Quoted passage ->
▬▬▬

Posted by: oneyearbook | February 23, 2009

Book: The Midnight Disease

Just finished up reading The Midnight Disease, by Alice W. Flaherty, which doesn’t neatly fit into the ‘how-to’ category of writing books that I’ll normally look at here, but I still think there’s something for writers to learn from this read, besides just how interesting neurology can be.
The book looks at writing from that neurology point-of-view; Flaherty is an accomplished neurologist, but she is also a gifted writer and, useful for the topic at hand, she suffered from hypergraphia (the overwhelming desire to write) after a bout with postpartum depression. The book looks at the two different ends of ‘the midnight disease,’ beginning with the urge to write, from the extremes like hypergraphia to those who simply wish to be writers, and then switching over to writer’s block, in its various shades, from the procrastinator to the writer who stares at the blank page for hours on end, unable to produce a single word. (She says that she’s had writer friends complain that when she mentions writer’s block they invariably begin to suffer from it, so if you’re reading this and feel the same way … sorry.)
On the science side of thing, she talks about the areas of the brain that could be linked to writing, to writer’s block, to hypergraphia; temporal lobe epilepsy, it seems, may be a causal factor in some hypergraphia, and a number of famous writers – Dostoevsky, she says, and probably Lewis Carroll, among many – were sufferers; she discusses the possible role of neurotransmitters, such as serotonin, in overcoming writer’s block, which plagued Conrad and Kafka, among countless others.

▬▬▬

Supplied data ->
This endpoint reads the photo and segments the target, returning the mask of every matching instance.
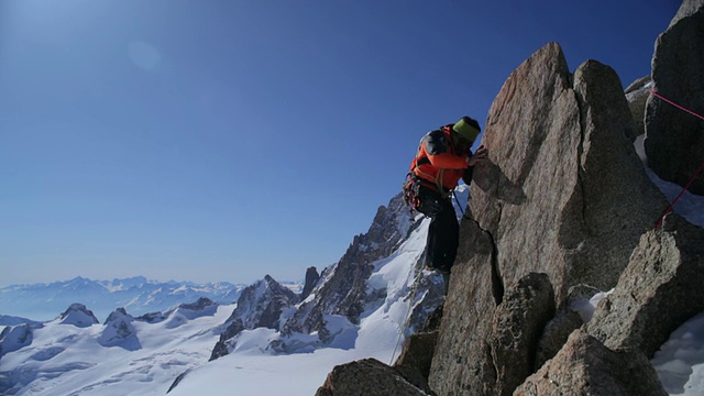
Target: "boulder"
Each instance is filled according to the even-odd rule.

▬▬▬

Work to complete ->
- A) In the review of The Midnight Disease, what did Flaherty suffer from after a bout with postpartum depression?
- B) Carry on the review of The Midnight Disease, picking up after its final sentence.

Results for each task ->
- A) Hypergraphia, the overwhelming desire to write.

- B)
For a book about science, Flaherty has gone a rather more personal route than usual, candidly discussing the issues that have plagued her and how they have interacted with her desire and ability to write. This closeness to her subject keeps the scientific content friendly, even for the non-science reader.
Considering that I don’t suffer from any particularly noticeable maladies of the brain, and that even my version of writer’s block has always been closer to procrastination and perfectionism (although she discusses both, a bit), the book wasn’t particularly useful as a guide, but I don’t think that was Flaherty’s goal, anyhow. It did give me a lot more respect for all the business that goes on in my brain everytime I put words down on paper, though.